__Texte à lire__:
----

Il paraît que ce moyen était dans ses principes.

Pour faire le portrait d'un pareil homme, il faudrait avoir eu avec lui de longues relations, et les miennes n'ont pas été d'une nature assez agréable pour en avoir conservé un très doux souvenir. Il en est des mobilités morales comme des mobilités physiques, elles échappent au pinceau. Je me trouverais d'ailleurs peu d'accord avec ceux de mes compatriotes qui en ont fait l'objet de leur admiration, et je ne pourrais que leur répéter: Vous êtes fort heureux que votre connaissance avec cet homme que vous admirez ne date que du temps où vous l'avez rencontré en France; mais vous ne parviendrez jamais à me faire partager votre enthousiasme.

M. de Rostopschin a dû être bien surpris de produire un semblable effet, et il a dû souvent en rire dans sa barbe de Tartare; je dis Tartare, parce qu'il tenait à grand honneur de descendre de Gengiskan. Au reste, si l'on se connaît assez soi-même pour se bien peindre; voici une esquisse que je livre aux lecteurs, et qui ne laisse pas d'être piquante.

Une dame ayant engagé M. de Rostopschin à écrire ses Mémoires, car ils ne pouvaient manquer d'avoir un grand intérêt pour le public, il arriva quelques jours après un petit manuscrit à la main.

—Je me suis conformé à vos ordres, lui dit-il; j'ai rédigé mes
Mémoires: les voici avec la dédicace.

Mémoires du comte de Rostopschin, écrits par lui-même.

I.

«En 1765, le 12 de mars, je sortis des ténèbres pour être au grand jour. On me mesura, on me pesa, on me baptisa. Je naquis sans savoir pourquoi, et mes parents remercièrent le ciel sans savoir de quoi.»

----

__Données fournies__:
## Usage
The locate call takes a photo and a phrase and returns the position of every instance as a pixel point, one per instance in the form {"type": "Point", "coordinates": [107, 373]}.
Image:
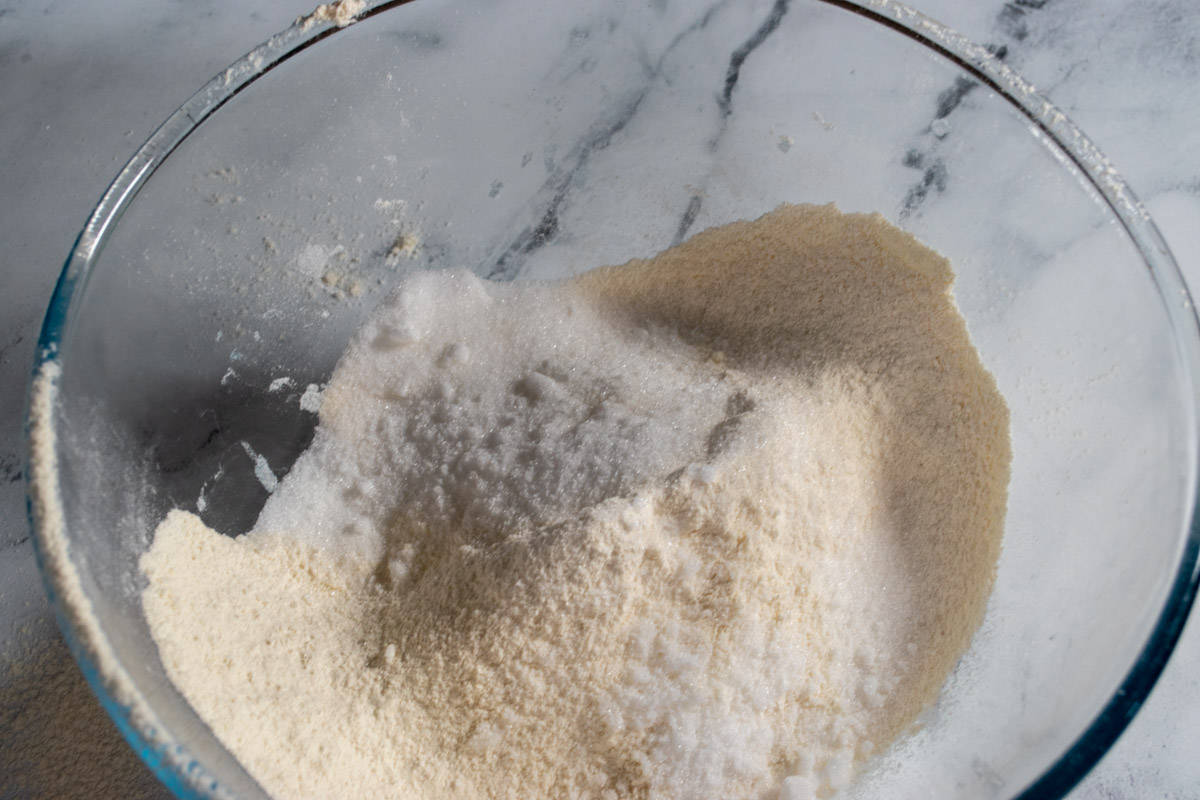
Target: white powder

----

__Défi A__: Reproduisez le passage du texte sur Rostopschin qui va de « Une dame ayant » jusqu'à « écrits par lui-même. » inclus.
__Défi B__: Réécrivez plus brièvement le paragraphe du texte sur Rostopschin qui commence par « Pour faire le portrait d'un pareil homme », en conservant ses faits principaux.
__Défi C__: D'après ses Mémoires cités dans le texte sur Rostopschin, à quelle date le comte est-il né ?

__Résultat obtenu A__:
Une dame ayant engagé M. de Rostopschin à écrire ses Mémoires, car ils ne pouvaient manquer d'avoir un grand intérêt pour le public, il arriva quelques jours après un petit manuscrit à la main.

—Je me suis conformé à vos ordres, lui dit-il; j'ai rédigé mes
Mémoires: les voici avec la dédicace.

Mémoires du comte de Rostopschin, écrits par lui-même.

__Résultat obtenu B__: Il faudrait de longues relations avec cet homme pour faire son portrait, et les miennes, peu agréables, ne m'en ont pas laissé un doux souvenir. Les mobilités morales, comme les mobilités physiques, échappent au pinceau. Je ne partage pas l'admiration de ceux de mes compatriotes qui ne l'ont connu qu'en France, et ils ne me feront jamais partager leur enthousiasme.

__Résultat obtenu C__: Le 12 mars 1765.